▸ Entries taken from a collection

_ _ _ _ _ _ _

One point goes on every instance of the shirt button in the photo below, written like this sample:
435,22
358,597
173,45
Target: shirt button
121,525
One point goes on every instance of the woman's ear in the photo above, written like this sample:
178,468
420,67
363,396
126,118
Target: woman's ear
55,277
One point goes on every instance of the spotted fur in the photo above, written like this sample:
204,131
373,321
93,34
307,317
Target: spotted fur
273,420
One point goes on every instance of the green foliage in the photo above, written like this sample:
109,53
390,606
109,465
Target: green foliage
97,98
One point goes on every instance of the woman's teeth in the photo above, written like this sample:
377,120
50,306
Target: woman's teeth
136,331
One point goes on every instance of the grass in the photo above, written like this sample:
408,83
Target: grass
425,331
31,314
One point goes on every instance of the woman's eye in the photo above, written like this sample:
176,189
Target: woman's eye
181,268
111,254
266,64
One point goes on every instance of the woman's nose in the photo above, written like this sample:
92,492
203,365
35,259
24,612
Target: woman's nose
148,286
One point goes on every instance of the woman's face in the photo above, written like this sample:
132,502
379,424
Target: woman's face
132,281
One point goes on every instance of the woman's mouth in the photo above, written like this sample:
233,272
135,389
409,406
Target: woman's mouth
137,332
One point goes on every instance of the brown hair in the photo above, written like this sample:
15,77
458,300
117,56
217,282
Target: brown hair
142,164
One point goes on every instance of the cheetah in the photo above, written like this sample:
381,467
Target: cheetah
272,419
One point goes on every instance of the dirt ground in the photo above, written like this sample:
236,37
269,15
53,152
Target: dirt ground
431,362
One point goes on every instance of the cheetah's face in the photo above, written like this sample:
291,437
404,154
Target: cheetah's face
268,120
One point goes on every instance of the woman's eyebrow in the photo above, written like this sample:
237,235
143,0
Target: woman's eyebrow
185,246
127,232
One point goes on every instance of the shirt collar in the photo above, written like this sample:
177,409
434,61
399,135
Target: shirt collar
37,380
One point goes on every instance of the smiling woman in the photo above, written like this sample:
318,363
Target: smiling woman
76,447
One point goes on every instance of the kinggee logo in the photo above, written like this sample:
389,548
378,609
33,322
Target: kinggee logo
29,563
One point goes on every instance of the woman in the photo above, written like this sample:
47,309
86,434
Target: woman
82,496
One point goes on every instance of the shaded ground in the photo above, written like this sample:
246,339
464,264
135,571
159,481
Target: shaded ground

_ _ _ _ _ _ _

▸ Problem requirements
Retype the records that precede this task, keeping them exactly the same.

▸ Answer to the task
One point goes on every instance of the shirt button in the photo below, written like this sample:
435,22
358,597
173,45
Target: shirt button
121,525
One point goes on every instance of the woman's ear in the photo above, written like this sample:
178,468
420,67
363,396
126,118
Target: woman's ear
55,277
One point goes on every instance of the spotted fur in the photo above, written like this sample:
204,131
373,321
93,34
307,317
Target: spotted fur
273,420
One point goes on every instance of the green foliage in the photo above, written like this sample:
109,53
390,606
109,465
Target: green foliage
97,98
One point goes on every instance of the woman's teeth in the photo above, written like this sample:
377,120
50,306
Target: woman's teeth
136,331
One point goes on every instance of the grass in the photo above, written like this sample:
408,83
Target: grass
425,331
31,314
One point goes on every instance of the woman's eye in the photo above, written like this sample:
176,189
Target: woman's eye
181,268
111,254
266,64
One point goes on every instance of the woman's nose in the photo above, written like this sample:
92,492
203,365
35,259
24,612
Target: woman's nose
148,286
One point goes on every instance of the woman's face in the photo above, written like this sample:
132,502
379,424
Target: woman's face
132,281
One point goes on every instance of the woman's mouth in the photo above, written like this sample:
233,272
135,389
409,406
Target: woman's mouth
137,332
One point goes on every instance of the brown hair in the photo above, written like this sample:
15,77
458,300
117,56
217,282
Target: brown hair
142,164
One point goes on every instance of the cheetah in the photo above, written like this sample:
381,467
Target: cheetah
272,419
One point goes on every instance of the dirt ground in the photo above, written like this sample:
236,37
269,15
53,152
Target: dirt ground
431,362
One point goes on every instance of the cheetah's face in the photo above, written like this sample:
291,437
404,154
Target: cheetah's face
268,120
One point goes on every instance of the woman's eyebrow in the photo above, written like this sample:
237,235
143,0
Target: woman's eyebrow
185,246
127,232
One point goes on every instance of the shirt collar in the photo above, written like this sample:
177,409
434,61
399,135
Target: shirt collar
37,380
One point goes on every instance of the smiling woman in the photo above, written like this sample:
318,363
Target: smiling woman
76,447
One point goes on every instance of the kinggee logo in the photo above, written like this sample:
389,548
378,609
33,322
Target: kinggee logo
29,563
One point goes on every instance of the woman in the photo above, written like this sample:
47,309
86,434
Target: woman
82,496
One point goes on every instance of the shaded ground in the photo above, written like this sample:
246,339
464,264
135,571
159,481
Target: shaded ground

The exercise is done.